WORK INSTRUCTION | Output only the lines from the start of the entries through the line holding "positive clicks: (546, 236)". Each line must match the original exactly.

DATA RECORDS |
──────
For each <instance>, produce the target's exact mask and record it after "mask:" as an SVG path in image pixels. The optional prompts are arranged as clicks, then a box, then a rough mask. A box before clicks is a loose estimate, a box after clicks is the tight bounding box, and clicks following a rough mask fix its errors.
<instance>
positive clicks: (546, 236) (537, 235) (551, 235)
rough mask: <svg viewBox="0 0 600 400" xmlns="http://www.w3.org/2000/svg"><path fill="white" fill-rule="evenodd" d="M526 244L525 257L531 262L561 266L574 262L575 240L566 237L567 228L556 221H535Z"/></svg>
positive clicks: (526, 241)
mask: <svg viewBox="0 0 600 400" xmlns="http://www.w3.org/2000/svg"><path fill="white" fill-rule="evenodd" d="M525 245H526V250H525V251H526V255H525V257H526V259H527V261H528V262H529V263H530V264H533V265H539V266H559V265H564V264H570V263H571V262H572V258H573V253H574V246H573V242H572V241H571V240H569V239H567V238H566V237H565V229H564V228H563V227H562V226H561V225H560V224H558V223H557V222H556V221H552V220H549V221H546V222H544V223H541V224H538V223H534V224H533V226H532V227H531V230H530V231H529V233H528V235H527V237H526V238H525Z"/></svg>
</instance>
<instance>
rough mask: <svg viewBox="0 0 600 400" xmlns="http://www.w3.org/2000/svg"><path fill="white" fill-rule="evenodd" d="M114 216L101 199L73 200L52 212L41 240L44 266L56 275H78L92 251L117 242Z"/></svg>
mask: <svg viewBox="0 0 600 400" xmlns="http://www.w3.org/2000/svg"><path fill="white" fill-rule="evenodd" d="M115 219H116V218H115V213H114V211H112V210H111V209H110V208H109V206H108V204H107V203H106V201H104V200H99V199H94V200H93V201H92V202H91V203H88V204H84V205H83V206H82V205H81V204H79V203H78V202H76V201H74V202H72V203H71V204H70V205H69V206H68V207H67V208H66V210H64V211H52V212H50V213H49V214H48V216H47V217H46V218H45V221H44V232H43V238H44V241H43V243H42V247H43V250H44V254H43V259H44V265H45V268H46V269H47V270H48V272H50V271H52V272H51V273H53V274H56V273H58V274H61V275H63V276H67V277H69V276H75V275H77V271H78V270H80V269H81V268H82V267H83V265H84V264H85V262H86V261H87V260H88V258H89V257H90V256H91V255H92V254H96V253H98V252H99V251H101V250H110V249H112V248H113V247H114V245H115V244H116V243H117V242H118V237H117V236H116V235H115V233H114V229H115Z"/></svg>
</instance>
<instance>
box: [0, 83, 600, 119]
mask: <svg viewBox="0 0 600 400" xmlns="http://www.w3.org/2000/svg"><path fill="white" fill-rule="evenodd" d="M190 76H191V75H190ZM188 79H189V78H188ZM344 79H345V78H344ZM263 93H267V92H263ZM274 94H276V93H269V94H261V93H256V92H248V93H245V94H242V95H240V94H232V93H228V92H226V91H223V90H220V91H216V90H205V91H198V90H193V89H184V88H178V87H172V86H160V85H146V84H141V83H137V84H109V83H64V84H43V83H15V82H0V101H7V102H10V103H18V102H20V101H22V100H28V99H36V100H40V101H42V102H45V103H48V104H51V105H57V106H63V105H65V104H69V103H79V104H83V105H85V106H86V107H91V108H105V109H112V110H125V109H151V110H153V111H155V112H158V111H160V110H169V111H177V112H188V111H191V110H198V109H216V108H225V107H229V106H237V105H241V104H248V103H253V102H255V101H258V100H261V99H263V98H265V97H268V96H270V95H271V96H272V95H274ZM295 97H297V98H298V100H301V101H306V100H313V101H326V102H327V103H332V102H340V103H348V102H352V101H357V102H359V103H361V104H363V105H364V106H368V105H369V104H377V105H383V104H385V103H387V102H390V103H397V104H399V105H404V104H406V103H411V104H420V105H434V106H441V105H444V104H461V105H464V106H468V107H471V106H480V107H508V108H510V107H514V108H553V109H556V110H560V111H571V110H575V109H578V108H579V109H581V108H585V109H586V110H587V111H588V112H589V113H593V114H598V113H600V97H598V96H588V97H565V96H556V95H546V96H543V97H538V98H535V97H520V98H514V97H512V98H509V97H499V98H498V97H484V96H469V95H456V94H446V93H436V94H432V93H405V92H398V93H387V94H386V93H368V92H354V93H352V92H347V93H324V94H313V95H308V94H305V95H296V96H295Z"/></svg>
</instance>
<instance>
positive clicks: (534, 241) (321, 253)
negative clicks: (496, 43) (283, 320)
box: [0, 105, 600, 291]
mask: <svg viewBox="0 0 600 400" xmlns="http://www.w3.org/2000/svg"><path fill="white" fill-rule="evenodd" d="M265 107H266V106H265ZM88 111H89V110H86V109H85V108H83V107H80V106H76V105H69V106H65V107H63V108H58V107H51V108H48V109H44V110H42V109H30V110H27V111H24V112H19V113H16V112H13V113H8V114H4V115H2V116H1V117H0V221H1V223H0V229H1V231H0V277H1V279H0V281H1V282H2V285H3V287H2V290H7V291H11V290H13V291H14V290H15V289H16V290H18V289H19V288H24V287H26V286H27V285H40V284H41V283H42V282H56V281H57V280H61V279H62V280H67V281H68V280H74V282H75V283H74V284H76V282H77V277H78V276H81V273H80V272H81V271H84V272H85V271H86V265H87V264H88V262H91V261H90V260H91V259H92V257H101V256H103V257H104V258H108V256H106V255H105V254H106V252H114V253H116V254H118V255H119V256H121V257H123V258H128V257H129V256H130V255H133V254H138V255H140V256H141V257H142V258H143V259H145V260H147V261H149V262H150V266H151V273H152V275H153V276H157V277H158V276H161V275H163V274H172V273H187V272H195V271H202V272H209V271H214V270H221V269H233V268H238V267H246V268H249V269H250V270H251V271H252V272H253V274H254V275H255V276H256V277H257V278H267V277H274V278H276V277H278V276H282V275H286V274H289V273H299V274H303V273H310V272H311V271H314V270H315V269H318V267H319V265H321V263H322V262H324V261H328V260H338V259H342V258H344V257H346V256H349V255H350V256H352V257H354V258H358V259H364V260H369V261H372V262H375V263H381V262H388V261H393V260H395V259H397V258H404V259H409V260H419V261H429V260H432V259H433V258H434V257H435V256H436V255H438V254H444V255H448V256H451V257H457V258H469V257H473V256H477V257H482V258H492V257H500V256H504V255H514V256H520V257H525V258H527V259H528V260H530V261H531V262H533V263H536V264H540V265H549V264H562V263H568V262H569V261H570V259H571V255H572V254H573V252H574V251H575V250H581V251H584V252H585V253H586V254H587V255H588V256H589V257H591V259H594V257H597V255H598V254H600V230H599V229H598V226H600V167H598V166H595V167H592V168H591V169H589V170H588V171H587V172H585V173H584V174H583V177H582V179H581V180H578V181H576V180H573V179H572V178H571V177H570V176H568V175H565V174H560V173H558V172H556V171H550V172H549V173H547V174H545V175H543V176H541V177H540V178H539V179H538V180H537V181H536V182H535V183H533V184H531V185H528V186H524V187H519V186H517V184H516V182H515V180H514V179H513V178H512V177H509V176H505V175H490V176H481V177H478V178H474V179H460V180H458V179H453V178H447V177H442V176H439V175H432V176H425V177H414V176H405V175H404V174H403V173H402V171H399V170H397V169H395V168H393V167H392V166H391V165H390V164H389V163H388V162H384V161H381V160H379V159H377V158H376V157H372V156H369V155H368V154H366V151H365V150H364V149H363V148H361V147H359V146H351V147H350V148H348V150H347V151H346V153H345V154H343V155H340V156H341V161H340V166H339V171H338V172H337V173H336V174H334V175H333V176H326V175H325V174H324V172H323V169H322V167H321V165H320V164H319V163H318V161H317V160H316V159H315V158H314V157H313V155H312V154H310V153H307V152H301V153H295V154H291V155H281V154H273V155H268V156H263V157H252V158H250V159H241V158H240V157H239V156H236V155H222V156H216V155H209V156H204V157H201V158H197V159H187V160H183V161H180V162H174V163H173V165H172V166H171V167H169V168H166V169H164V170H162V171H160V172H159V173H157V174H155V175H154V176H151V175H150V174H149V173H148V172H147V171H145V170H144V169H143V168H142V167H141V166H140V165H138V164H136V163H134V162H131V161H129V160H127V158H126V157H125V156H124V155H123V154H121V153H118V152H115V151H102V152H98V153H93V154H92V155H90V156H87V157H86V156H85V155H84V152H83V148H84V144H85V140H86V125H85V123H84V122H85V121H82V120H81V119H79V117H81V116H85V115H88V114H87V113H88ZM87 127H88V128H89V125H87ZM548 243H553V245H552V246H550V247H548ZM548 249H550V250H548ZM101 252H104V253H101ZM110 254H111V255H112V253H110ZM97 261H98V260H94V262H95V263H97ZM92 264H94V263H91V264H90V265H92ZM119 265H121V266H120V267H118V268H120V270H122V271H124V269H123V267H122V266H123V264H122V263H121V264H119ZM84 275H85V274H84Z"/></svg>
──────
OUTPUT FOR THIS TASK |
For each <instance>, produce the target's exact mask and record it after "mask:" as an SVG path in image pixels. The optional prompts are arranged as clicks, then a box, then a rough mask. A box before clicks is a loose estimate, a box after clicks is the tight bounding box, and clicks following a rough mask fix its errors.
<instance>
positive clicks: (546, 236) (537, 235) (551, 235)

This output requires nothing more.